**PROBLEM TO SOLVE:** Lay out every line of the data below as a Markdown table with the columns Index and Content, numbering the nonblank lines in order and skipping blank ones. Omit the pictures.

════════

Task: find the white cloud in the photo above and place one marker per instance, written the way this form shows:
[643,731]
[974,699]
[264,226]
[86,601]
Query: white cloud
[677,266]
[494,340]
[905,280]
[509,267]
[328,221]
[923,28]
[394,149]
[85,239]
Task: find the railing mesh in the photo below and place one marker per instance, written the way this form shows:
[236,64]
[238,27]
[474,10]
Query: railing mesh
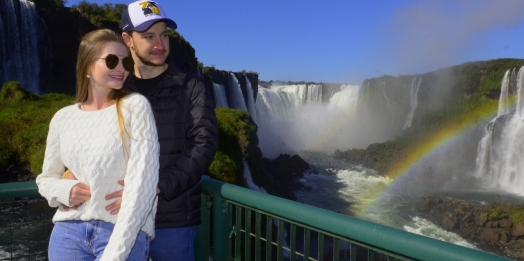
[25,228]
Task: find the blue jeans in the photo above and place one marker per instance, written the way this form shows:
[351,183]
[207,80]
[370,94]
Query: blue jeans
[173,244]
[86,240]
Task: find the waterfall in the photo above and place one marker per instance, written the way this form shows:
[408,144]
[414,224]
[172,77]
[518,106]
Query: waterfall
[20,44]
[499,165]
[249,180]
[251,101]
[388,104]
[295,118]
[236,97]
[220,95]
[413,101]
[504,97]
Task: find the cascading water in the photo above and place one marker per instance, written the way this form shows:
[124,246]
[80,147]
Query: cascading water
[413,101]
[499,158]
[236,97]
[220,95]
[388,105]
[504,97]
[295,120]
[250,100]
[20,44]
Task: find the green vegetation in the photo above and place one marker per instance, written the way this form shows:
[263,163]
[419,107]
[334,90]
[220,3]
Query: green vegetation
[474,89]
[24,123]
[25,117]
[517,215]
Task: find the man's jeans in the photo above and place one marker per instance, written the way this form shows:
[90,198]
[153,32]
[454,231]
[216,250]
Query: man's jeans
[173,244]
[86,240]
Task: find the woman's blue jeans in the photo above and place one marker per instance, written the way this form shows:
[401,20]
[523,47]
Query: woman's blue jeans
[86,240]
[173,244]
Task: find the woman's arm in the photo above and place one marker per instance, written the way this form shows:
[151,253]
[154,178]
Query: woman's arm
[50,183]
[141,180]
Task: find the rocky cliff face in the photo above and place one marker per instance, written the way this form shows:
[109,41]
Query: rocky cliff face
[497,227]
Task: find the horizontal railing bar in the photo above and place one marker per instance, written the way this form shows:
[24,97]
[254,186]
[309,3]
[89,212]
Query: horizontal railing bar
[18,189]
[325,233]
[383,237]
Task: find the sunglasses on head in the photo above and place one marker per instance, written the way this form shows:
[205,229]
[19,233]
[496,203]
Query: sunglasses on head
[112,62]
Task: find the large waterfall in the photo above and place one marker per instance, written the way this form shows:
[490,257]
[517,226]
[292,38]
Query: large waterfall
[22,34]
[299,117]
[499,159]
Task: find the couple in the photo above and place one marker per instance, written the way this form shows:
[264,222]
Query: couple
[142,132]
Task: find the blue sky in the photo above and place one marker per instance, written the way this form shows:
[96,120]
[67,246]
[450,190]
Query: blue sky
[346,41]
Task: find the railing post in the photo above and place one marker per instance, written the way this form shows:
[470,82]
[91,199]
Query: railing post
[203,232]
[220,228]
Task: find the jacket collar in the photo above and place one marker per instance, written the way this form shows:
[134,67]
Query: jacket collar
[175,75]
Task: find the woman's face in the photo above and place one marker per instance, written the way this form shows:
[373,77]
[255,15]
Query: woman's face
[102,77]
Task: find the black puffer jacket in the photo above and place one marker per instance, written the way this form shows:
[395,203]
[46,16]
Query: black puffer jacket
[187,132]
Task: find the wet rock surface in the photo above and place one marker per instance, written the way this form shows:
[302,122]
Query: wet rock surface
[496,228]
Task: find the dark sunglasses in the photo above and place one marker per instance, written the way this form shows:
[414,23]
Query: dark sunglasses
[112,62]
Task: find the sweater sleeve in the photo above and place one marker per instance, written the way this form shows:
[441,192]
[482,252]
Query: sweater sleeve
[141,180]
[50,183]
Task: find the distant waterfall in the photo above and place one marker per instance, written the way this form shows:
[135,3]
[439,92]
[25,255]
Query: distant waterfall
[236,97]
[504,97]
[220,95]
[249,180]
[388,103]
[250,100]
[499,156]
[20,44]
[413,101]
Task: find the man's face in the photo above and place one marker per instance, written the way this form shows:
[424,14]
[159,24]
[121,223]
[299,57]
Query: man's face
[150,47]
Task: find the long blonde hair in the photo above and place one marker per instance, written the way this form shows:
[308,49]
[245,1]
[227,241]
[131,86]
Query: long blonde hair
[90,46]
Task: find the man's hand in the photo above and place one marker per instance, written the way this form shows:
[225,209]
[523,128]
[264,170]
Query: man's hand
[79,194]
[114,207]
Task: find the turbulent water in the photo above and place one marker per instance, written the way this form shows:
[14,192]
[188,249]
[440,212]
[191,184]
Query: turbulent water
[343,187]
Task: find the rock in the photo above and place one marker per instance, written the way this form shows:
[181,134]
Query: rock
[489,236]
[488,227]
[518,230]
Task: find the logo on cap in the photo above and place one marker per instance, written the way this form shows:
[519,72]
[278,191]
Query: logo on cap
[150,8]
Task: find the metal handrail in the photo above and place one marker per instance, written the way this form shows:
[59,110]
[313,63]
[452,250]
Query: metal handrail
[220,200]
[389,240]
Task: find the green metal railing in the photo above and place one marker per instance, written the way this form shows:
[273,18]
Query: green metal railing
[25,222]
[249,225]
[242,224]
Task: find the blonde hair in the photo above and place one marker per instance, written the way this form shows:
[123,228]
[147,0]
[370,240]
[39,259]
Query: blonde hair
[90,46]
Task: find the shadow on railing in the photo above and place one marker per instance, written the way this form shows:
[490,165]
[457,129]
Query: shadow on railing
[242,224]
[250,225]
[25,222]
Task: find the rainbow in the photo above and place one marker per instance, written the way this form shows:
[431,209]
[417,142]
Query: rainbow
[434,143]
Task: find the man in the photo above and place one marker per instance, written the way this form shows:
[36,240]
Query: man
[186,124]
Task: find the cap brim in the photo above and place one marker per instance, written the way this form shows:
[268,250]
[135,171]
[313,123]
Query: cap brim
[144,26]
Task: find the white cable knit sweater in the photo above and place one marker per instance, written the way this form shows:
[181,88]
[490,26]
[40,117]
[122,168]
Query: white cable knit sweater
[89,144]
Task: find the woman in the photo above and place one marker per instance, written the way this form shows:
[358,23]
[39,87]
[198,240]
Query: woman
[108,135]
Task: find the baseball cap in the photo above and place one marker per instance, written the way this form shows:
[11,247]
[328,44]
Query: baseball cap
[140,15]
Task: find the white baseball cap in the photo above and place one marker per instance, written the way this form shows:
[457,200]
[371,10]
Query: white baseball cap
[141,15]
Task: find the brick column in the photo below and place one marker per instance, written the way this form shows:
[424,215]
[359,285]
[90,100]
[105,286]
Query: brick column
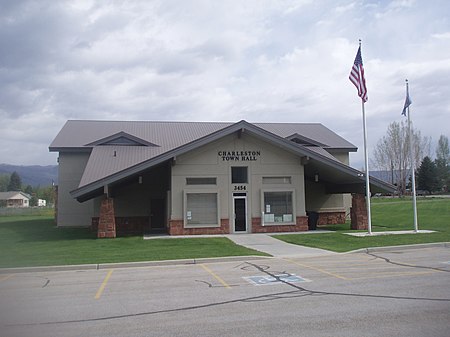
[107,220]
[358,212]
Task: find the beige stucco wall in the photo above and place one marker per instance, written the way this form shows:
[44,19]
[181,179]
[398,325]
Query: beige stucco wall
[70,211]
[318,201]
[206,162]
[134,198]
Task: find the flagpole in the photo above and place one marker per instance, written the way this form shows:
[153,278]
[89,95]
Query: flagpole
[413,177]
[366,164]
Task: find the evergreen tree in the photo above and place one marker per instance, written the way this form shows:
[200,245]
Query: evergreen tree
[427,176]
[15,183]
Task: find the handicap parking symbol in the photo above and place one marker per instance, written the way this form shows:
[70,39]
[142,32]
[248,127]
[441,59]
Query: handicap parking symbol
[268,279]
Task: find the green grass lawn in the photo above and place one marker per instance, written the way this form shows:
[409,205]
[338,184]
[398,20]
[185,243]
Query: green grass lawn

════════

**COMPLETE RESPONSE:**
| Index | Content |
|---|---|
| 1 | Task: find the white cloud in the photo above and place one marker per instance, written the way this form shows: |
| 2 | [643,731] |
| 3 | [974,699] |
| 4 | [264,226] |
| 5 | [86,601] |
| 6 | Query: white cloud |
| 7 | [677,266] |
| 8 | [494,340] |
| 9 | [905,280] |
| 10 | [509,267] |
| 11 | [328,221] |
| 12 | [923,28] |
| 13 | [394,149] |
| 14 | [85,239] |
| 15 | Task: find the railing mesh in the photo below and place one marker per instance, written the way this form shows: |
| 16 | [236,64] |
| 17 | [238,27] |
| 18 | [474,10] |
| 19 | Query: railing mesh |
| 20 | [25,228] |
| 21 | Task: find the blue jeans in the photo above and place one marker per instance, written the way this form shows: |
| 22 | [351,183] |
| 23 | [207,80] |
| 24 | [370,94] |
| 25 | Query: blue jeans |
| 26 | [173,244] |
| 27 | [86,240] |
| 28 | Task: find the waterfall in the photo above and place one marker per instance, written the way this form shows: |
| 29 | [408,144] |
| 30 | [414,224] |
| 31 | [172,77] |
| 32 | [518,106] |
| 33 | Query: waterfall |
| 34 | [20,44] |
| 35 | [499,165] |
| 36 | [249,180] |
| 37 | [251,101] |
| 38 | [388,104] |
| 39 | [295,118] |
| 40 | [236,97] |
| 41 | [220,95] |
| 42 | [413,101] |
| 43 | [504,97] |
| 44 | Task: find the cascading water in the photo above and place one marker per instance, written the way this form shows: |
| 45 | [124,246] |
| 46 | [80,147] |
| 47 | Query: cascading water |
| 48 | [413,101] |
| 49 | [499,158] |
| 50 | [236,97] |
| 51 | [220,95] |
| 52 | [388,105] |
| 53 | [504,97] |
| 54 | [295,120] |
| 55 | [250,100] |
| 56 | [20,44] |
| 57 | Task: find the green vegetation in the photo above and place one marker per instance, written the way this form shows: |
| 58 | [263,163] |
| 59 | [419,107] |
| 60 | [334,90] |
| 61 | [220,3] |
| 62 | Query: green vegetation |
| 63 | [474,89] |
| 64 | [24,123] |
| 65 | [25,117] |
| 66 | [517,215] |
| 67 | Task: find the man's jeans in the photo above and place one marker per instance, written the way this form shows: |
| 68 | [90,198] |
| 69 | [153,32] |
| 70 | [454,231] |
| 71 | [216,250] |
| 72 | Query: man's jeans |
| 73 | [173,244] |
| 74 | [86,240] |
| 75 | Task: find the woman's blue jeans in the photo above and place one marker per instance, written the way this form shows: |
| 76 | [401,20] |
| 77 | [523,47] |
| 78 | Query: woman's blue jeans |
| 79 | [86,240] |
| 80 | [173,244] |
| 81 | Task: find the woman's arm in the photo above and place one marker per instance, written the way this form shows: |
| 82 | [151,253] |
| 83 | [154,178] |
| 84 | Query: woman's arm |
| 85 | [50,183] |
| 86 | [141,180] |
| 87 | Task: find the rocky cliff face in the photo above and place one marker per instance, written the way this form shows: |
| 88 | [109,41] |
| 89 | Query: rocky cliff face |
| 90 | [497,227] |
| 91 | Task: find the horizontal railing bar in the photo above and place one marker per instance, written the way this form shows: |
| 92 | [24,97] |
| 93 | [254,186] |
| 94 | [309,3] |
| 95 | [89,212] |
| 96 | Query: horizontal railing bar |
| 97 | [18,189] |
| 98 | [325,233] |
| 99 | [383,237] |
| 100 | Task: find the sunglasses on head in the photo above and place one marker per instance, written the way this form shows: |
| 101 | [205,229] |
| 102 | [19,233] |
| 103 | [496,203] |
| 104 | Query: sunglasses on head |
| 105 | [112,62] |
| 106 | Task: find the large waterfall in the photo above and place one marker per instance, written the way this form shows: |
| 107 | [490,257] |
| 108 | [517,226] |
| 109 | [292,38] |
| 110 | Query: large waterfall |
| 111 | [22,34] |
| 112 | [299,117] |
| 113 | [499,159] |
| 114 | Task: find the couple in the photo above and place one marker per instance, written the way this form shows: |
| 115 | [264,222] |
| 116 | Query: couple |
| 117 | [142,132] |
| 118 | Task: find the blue sky in the photo above and place one marker per instance, written the way this form shows: |
| 119 | [96,120] |
| 120 | [67,246] |
| 121 | [450,190] |
| 122 | Query: blue sky |
| 123 | [346,41] |
| 124 | Task: find the railing post in the photo above and place one marker per instance, written the way this form shows: |
| 125 | [470,82] |
| 126 | [91,199] |
| 127 | Query: railing post |
| 128 | [203,232] |
| 129 | [220,228] |
| 130 | Task: find the jacket collar in the photo above and place one marker per instance, written the way this form shows: |
| 131 | [134,67] |
| 132 | Query: jacket collar |
| 133 | [175,75] |
| 134 | Task: find the woman's face in the photo above and place one marker per instance, written the way this form shows: |
| 135 | [373,77] |
| 136 | [255,15] |
| 137 | Query: woman's face |
| 138 | [102,77] |
| 139 | Task: find the black puffer jacket in the photo above and place one marker per instance, written the way this form shows: |
| 140 | [395,203] |
| 141 | [46,16] |
| 142 | Query: black puffer jacket |
| 143 | [187,132] |
| 144 | Task: find the wet rock surface in the photo above and place one marker per instance, written the way this form shows: |
| 145 | [302,122] |
| 146 | Query: wet rock surface |
| 147 | [496,228] |
| 148 | Task: find the dark sunglasses in the photo above and place one marker per instance, written the way this form shows: |
| 149 | [414,23] |
| 150 | Query: dark sunglasses |
| 151 | [112,62] |
| 152 | Task: find the sweater sleeve in the photo above and place one marker per instance, written the way this form shows: |
| 153 | [441,192] |
| 154 | [482,252] |
| 155 | Query: sweater sleeve |
| 156 | [141,180] |
| 157 | [50,183] |
| 158 | Task: find the distant waterfall in the photo above and place one marker per instance, written the way this form shows: |
| 159 | [135,3] |
| 160 | [439,92] |
| 161 | [25,255] |
| 162 | Query: distant waterfall |
| 163 | [236,97] |
| 164 | [504,97] |
| 165 | [220,95] |
| 166 | [249,180] |
| 167 | [388,103] |
| 168 | [250,100] |
| 169 | [499,156] |
| 170 | [20,44] |
| 171 | [413,101] |
| 172 | Task: find the man's face in the photo above and place one marker per instance, written the way this form shows: |
| 173 | [424,14] |
| 174 | [159,24] |
| 175 | [121,223] |
| 176 | [299,57] |
| 177 | Query: man's face |
| 178 | [150,47] |
| 179 | Task: find the long blonde hair in the photo above and place one marker per instance, written the way this form shows: |
| 180 | [308,49] |
| 181 | [245,1] |
| 182 | [227,241] |
| 183 | [131,86] |
| 184 | Query: long blonde hair |
| 185 | [90,46] |
| 186 | Task: find the man's hand in the photo above and place one marker per instance, written the way this form shows: |
| 187 | [225,209] |
| 188 | [523,128] |
| 189 | [264,170] |
| 190 | Query: man's hand |
| 191 | [79,194] |
| 192 | [114,207] |
| 193 | Task: find the turbulent water in the photo above and place one marker per instance, written the way this form shows: |
| 194 | [14,192] |
| 195 | [188,249] |
| 196 | [440,212] |
| 197 | [191,184] |
| 198 | Query: turbulent water |
| 199 | [343,187] |
| 200 | Task: find the rock in the photo above and place one marker per instance, written the way this form shows: |
| 201 | [181,134] |
| 202 | Query: rock |
| 203 | [489,236] |
| 204 | [488,227] |
| 205 | [518,230] |
| 206 | Task: find the logo on cap in the photo above and place one marker per instance, written the way this form shows: |
| 207 | [519,72] |
| 208 | [278,191] |
| 209 | Query: logo on cap |
| 210 | [150,8] |
| 211 | Task: find the metal handrail in the photo above and place one marker per instance, written the way this form shows: |
| 212 | [59,110] |
| 213 | [313,63] |
| 214 | [452,250] |
| 215 | Query: metal handrail |
| 216 | [220,200] |
| 217 | [389,240] |
| 218 | Task: find the green metal railing in the photo above and place one marker per instance, written the way this form shows: |
| 219 | [273,18] |
| 220 | Query: green metal railing |
| 221 | [25,222] |
| 222 | [249,225] |
| 223 | [242,224] |
| 224 | Task: find the blonde hair in the photo above and place one marker per instance, written the way this form shows: |
| 225 | [123,228] |
| 226 | [147,0] |
| 227 | [370,240] |
| 228 | [39,259] |
| 229 | Query: blonde hair |
| 230 | [90,46] |
| 231 | Task: find the shadow on railing in the photo above and place one marker per instance, written the way this form shows: |
| 232 | [490,165] |
| 233 | [457,129] |
| 234 | Query: shadow on railing |
| 235 | [242,224] |
| 236 | [250,225] |
| 237 | [25,222] |
| 238 | Task: find the rainbow in the photo above and place one marker per instance, written the way this form shows: |
| 239 | [431,209] |
| 240 | [417,142] |
| 241 | Query: rainbow |
| 242 | [434,143] |
| 243 | Task: find the man in the photo above and place one marker per instance, written the way this form shows: |
| 244 | [36,240] |
| 245 | Query: man |
| 246 | [186,124] |
| 247 | Task: find the cap brim in the photo above and place one marker per instance, written the way this form shows: |
| 248 | [268,250] |
| 249 | [135,171] |
| 250 | [313,123] |
| 251 | Query: cap brim |
| 252 | [144,26] |
| 253 | Task: find the white cable knit sweater in the photo above and place one marker per instance, written the way this form shows: |
| 254 | [181,88] |
| 255 | [490,26] |
| 256 | [40,117] |
| 257 | [122,168] |
| 258 | Query: white cable knit sweater |
| 259 | [89,144] |
| 260 | Task: find the woman in the photo above and place one marker per instance, written the way this form shows: |
| 261 | [358,23] |
| 262 | [39,87] |
| 263 | [198,240] |
| 264 | Query: woman |
| 265 | [108,135] |
| 266 | Task: find the baseball cap in the photo above and place one marker per instance, written the way this form shows: |
| 267 | [11,247] |
| 268 | [328,44] |
| 269 | Query: baseball cap |
| 270 | [140,15] |
| 271 | Task: find the white baseball cap in the photo above and place one marker per instance, written the way this form shows: |
| 272 | [457,200] |
| 273 | [371,10] |
| 274 | Query: white baseball cap |
| 275 | [141,15] |
| 276 | Task: find the brick column in the photo below and place one marker per instance, written the way this form shows: |
| 277 | [424,215] |
| 278 | [359,285] |
| 279 | [90,100] |
| 280 | [105,286] |
| 281 | Query: brick column |
| 282 | [107,220] |
| 283 | [358,212] |
| 284 | Task: find the beige stucco wall in the photo above and place one marker per instance, written the way this form shows: |
| 285 | [44,19] |
| 286 | [181,179] |
| 287 | [398,325] |
| 288 | Query: beige stucco wall |
| 289 | [70,211] |
| 290 | [318,201] |
| 291 | [206,162] |
| 292 | [134,198] |
| 293 | Task: find the flagpole in the photo above and place one marker per instance, written the way this form shows: |
| 294 | [153,278] |
| 295 | [89,95] |
| 296 | Query: flagpole |
| 297 | [413,177] |
| 298 | [366,164] |
| 299 | Task: find the evergreen tree in the photo above and place one marker per instance, written the way this form shows: |
| 300 | [200,245] |
| 301 | Query: evergreen tree |
| 302 | [427,176] |
| 303 | [15,183] |
| 304 | Task: find the handicap parking symbol in the photo above and place one marker per instance, written the way this form shows: |
| 305 | [70,39] |
| 306 | [142,32] |
| 307 | [248,127] |
| 308 | [441,59] |
| 309 | Query: handicap parking symbol |
| 310 | [268,279] |
| 311 | Task: find the green grass lawn in the photo above and place one marker per instance, written the way this form shows: |
| 312 | [409,205] |
| 313 | [338,184] |
| 314 | [398,20] |
| 315 | [185,243] |
| 316 | Query: green grass lawn |